# Directions for this task
All lines of the data shown below should be output exactly as they stand.

Items listed in a dataset:
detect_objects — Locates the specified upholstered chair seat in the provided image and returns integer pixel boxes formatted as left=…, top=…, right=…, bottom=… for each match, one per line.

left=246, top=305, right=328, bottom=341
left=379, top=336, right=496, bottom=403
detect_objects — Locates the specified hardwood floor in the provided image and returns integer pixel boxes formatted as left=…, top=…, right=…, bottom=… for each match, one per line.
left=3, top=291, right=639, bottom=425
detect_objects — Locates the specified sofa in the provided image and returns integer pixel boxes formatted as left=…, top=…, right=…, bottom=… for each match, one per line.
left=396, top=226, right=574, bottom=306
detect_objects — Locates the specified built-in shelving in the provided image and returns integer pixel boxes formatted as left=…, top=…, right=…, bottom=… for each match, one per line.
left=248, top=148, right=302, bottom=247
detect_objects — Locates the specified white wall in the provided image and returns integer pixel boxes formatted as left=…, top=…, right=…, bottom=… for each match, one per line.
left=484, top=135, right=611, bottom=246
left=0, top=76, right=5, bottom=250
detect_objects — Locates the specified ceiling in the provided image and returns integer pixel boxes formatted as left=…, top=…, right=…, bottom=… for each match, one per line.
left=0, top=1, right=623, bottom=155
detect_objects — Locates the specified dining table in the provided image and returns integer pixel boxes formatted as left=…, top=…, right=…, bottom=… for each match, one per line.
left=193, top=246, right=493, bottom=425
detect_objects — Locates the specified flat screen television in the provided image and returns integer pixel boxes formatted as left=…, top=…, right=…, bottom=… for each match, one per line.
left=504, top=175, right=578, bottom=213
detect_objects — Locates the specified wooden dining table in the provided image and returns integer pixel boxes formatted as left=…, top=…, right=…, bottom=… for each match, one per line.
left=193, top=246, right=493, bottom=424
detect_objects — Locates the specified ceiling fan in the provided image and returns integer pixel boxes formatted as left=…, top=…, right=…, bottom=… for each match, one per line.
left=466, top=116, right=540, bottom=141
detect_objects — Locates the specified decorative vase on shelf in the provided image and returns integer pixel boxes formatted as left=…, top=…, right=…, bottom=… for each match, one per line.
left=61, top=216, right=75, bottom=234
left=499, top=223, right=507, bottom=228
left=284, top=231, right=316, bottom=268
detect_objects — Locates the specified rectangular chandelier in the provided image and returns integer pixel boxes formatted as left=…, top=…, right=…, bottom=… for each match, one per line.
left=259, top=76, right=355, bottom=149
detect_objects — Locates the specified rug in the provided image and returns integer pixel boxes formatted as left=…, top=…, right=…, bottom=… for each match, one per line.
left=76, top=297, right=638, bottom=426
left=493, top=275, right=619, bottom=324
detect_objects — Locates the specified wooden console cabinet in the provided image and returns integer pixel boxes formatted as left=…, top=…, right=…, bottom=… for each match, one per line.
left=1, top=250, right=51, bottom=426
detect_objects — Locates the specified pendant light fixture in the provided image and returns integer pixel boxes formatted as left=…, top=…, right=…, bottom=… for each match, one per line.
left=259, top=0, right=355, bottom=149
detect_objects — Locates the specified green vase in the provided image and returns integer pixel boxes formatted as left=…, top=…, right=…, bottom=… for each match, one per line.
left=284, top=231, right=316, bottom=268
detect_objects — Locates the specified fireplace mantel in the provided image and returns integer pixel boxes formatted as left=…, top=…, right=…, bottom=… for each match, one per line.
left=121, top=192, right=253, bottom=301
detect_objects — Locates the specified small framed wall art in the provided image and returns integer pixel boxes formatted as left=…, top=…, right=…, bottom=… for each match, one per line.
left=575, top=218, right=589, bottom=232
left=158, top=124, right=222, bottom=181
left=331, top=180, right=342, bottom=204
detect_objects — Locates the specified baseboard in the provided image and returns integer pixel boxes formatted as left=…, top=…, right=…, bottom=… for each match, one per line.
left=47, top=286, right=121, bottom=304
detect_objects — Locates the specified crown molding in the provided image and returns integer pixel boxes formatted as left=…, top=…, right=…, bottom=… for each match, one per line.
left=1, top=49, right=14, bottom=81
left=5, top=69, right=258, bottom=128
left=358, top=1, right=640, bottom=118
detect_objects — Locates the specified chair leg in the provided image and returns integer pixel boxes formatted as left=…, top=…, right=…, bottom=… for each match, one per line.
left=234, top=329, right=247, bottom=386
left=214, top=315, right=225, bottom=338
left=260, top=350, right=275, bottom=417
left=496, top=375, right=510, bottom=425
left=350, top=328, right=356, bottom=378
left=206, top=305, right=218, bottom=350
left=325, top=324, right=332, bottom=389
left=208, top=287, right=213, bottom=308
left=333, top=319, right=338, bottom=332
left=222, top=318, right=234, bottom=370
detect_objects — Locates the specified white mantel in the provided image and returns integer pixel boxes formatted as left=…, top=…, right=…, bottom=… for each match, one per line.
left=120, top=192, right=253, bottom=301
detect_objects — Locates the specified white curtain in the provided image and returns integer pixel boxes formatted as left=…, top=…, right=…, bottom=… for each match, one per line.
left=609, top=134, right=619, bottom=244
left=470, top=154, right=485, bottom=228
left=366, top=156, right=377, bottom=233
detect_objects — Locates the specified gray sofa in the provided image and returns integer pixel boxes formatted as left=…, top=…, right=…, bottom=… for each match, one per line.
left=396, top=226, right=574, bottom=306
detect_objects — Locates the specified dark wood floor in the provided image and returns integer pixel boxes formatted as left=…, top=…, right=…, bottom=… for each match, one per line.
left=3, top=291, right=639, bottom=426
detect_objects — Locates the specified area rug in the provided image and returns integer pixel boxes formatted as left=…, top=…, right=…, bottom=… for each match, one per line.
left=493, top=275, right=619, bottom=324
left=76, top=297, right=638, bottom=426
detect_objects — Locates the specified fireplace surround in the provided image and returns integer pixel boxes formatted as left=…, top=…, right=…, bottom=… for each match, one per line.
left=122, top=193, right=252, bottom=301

# Output below
detect_objects — Locates the specified upholstered chair seat in the provided image and returns integer pixel boxes formatted as left=…, top=…, right=…, bottom=… for each match, one per line.

left=246, top=305, right=328, bottom=341
left=379, top=336, right=496, bottom=403
detect_objects — Locates the specified hardwood floor in the provided image and returns integer pixel boxes formatted as left=…, top=…, right=…, bottom=… for each match, one per line.
left=3, top=291, right=639, bottom=425
detect_objects — Locates the specified sofa in the provided image and returns integer pixel boxes formatted as left=…, top=…, right=…, bottom=… for each match, one per line.
left=396, top=226, right=574, bottom=306
detect_objects — Locates the specified built-in shelving in the provided image and returns integer pixel boxes formatted as left=…, top=…, right=…, bottom=… for each match, one per line.
left=248, top=148, right=302, bottom=247
detect_objects — Locates the specified white wall in the provided image and returns integer pixel boxes formatted as left=…, top=…, right=…, bottom=… for each match, one per line.
left=484, top=135, right=611, bottom=246
left=0, top=76, right=5, bottom=250
detect_objects — Locates the specified ceiling in the provided image and returns integer pixel boxes formatted as left=…, top=…, right=…, bottom=… for each match, one per line.
left=0, top=1, right=623, bottom=155
detect_objects — Locates the specified dining table in the provided image and returns integer pixel boxes formatted as left=…, top=…, right=…, bottom=… for each match, one per line.
left=193, top=246, right=493, bottom=425
detect_objects — Locates the specified flat screen television in the provided image and returns integer pixel boxes formatted as left=…, top=…, right=…, bottom=… for each match, one per line.
left=504, top=175, right=578, bottom=213
detect_objects — Locates the specified wooden dining table in the provided image and returns integer pixel boxes formatted as left=…, top=…, right=…, bottom=… for each match, one per line.
left=193, top=246, right=493, bottom=424
detect_objects — Locates the specified ceiling fan in the provided image and returns integer pixel boxes formatted as left=…, top=…, right=…, bottom=… for each match, one per line.
left=466, top=116, right=540, bottom=141
detect_objects — Locates the specified decorative vase on shelf in the provided image and returns integer pixel boxes formatted as left=…, top=…, right=…, bottom=… for each match, one per line.
left=61, top=216, right=75, bottom=234
left=499, top=223, right=507, bottom=228
left=284, top=231, right=316, bottom=268
detect_objects — Locates the specified rectangular chandelier in the provided image and returns integer pixel boxes formatted as left=…, top=…, right=…, bottom=… for each match, one per line.
left=259, top=76, right=355, bottom=149
detect_objects — Locates the specified rug in the provided image and returns integer pixel boxes formatted as left=…, top=…, right=…, bottom=… for each match, one per line.
left=76, top=297, right=638, bottom=426
left=493, top=275, right=619, bottom=324
detect_objects — Locates the specified wooden console cabinet in the provided image and returns integer pixel boxes formatted as left=…, top=…, right=…, bottom=… for each match, one per line.
left=1, top=250, right=51, bottom=426
detect_objects — Locates the specified pendant light fixture in the provided image and returns integer pixel boxes formatted as left=…, top=…, right=…, bottom=… for each match, one per line.
left=259, top=0, right=355, bottom=149
detect_objects — Locates the specified green vase in the provided image and returns integer pixel boxes formatted as left=…, top=…, right=…, bottom=… for each match, one per line.
left=284, top=231, right=316, bottom=268
detect_objects — Locates the specified fireplace mantel in the provided image and returns integer pixel boxes formatted as left=…, top=…, right=…, bottom=… for each match, one per line.
left=121, top=192, right=253, bottom=301
detect_objects — Locates the specified small framed wall art in the provided image and returns integer pixel boxes formatted as left=…, top=…, right=…, bottom=… for each match, one per line.
left=575, top=218, right=589, bottom=232
left=158, top=124, right=222, bottom=181
left=331, top=180, right=342, bottom=204
detect_objects — Locates the specified baseboard in the provided image and returns integer pixel boxes formatted as left=…, top=…, right=…, bottom=… for each match, one per line.
left=47, top=286, right=121, bottom=304
detect_objects — Locates the specified crown molding in the provided image and returns integer pixel boxes formatted as left=…, top=…, right=…, bottom=… for each match, one per line.
left=1, top=49, right=14, bottom=81
left=5, top=69, right=258, bottom=128
left=358, top=1, right=640, bottom=118
detect_objects — Locates the specified chair leg in the provided image and returns integer pixel boxes formatted as left=…, top=…, right=…, bottom=… for each match, one per line.
left=234, top=329, right=247, bottom=386
left=214, top=315, right=225, bottom=338
left=260, top=350, right=275, bottom=417
left=496, top=375, right=510, bottom=425
left=350, top=328, right=356, bottom=378
left=206, top=305, right=218, bottom=350
left=325, top=324, right=332, bottom=389
left=208, top=287, right=213, bottom=308
left=333, top=319, right=338, bottom=332
left=222, top=318, right=234, bottom=370
detect_objects — Locates the specified white mantel in the provided image and returns integer pixel boxes formatted as left=…, top=…, right=…, bottom=… for each match, one per line.
left=120, top=192, right=253, bottom=301
detect_objects — Locates the specified white curtain in the provided image and returns integer pixel boxes formatted as left=…, top=…, right=…, bottom=… for each match, one per line.
left=609, top=134, right=619, bottom=244
left=470, top=154, right=485, bottom=228
left=366, top=156, right=377, bottom=233
detect_objects — Locates the specified gray sofa in the provided image and returns integer pixel boxes formatted as left=…, top=…, right=…, bottom=… for each match, one per line.
left=396, top=226, right=574, bottom=306
detect_objects — Locates the specified dark wood floor in the provided image and returns integer pixel boxes formatted as left=…, top=…, right=…, bottom=… for each match, one per line.
left=3, top=291, right=639, bottom=426
detect_objects — Locates the specified area rug in the provided image and returns integer pixel boxes formatted as left=…, top=…, right=…, bottom=… for each match, one per line.
left=493, top=275, right=619, bottom=324
left=76, top=297, right=638, bottom=426
detect_objects — Locates the specified fireplace surround in the provided image and returns integer pixel boxes formatted as left=…, top=…, right=…, bottom=… for each match, one per line.
left=122, top=193, right=252, bottom=301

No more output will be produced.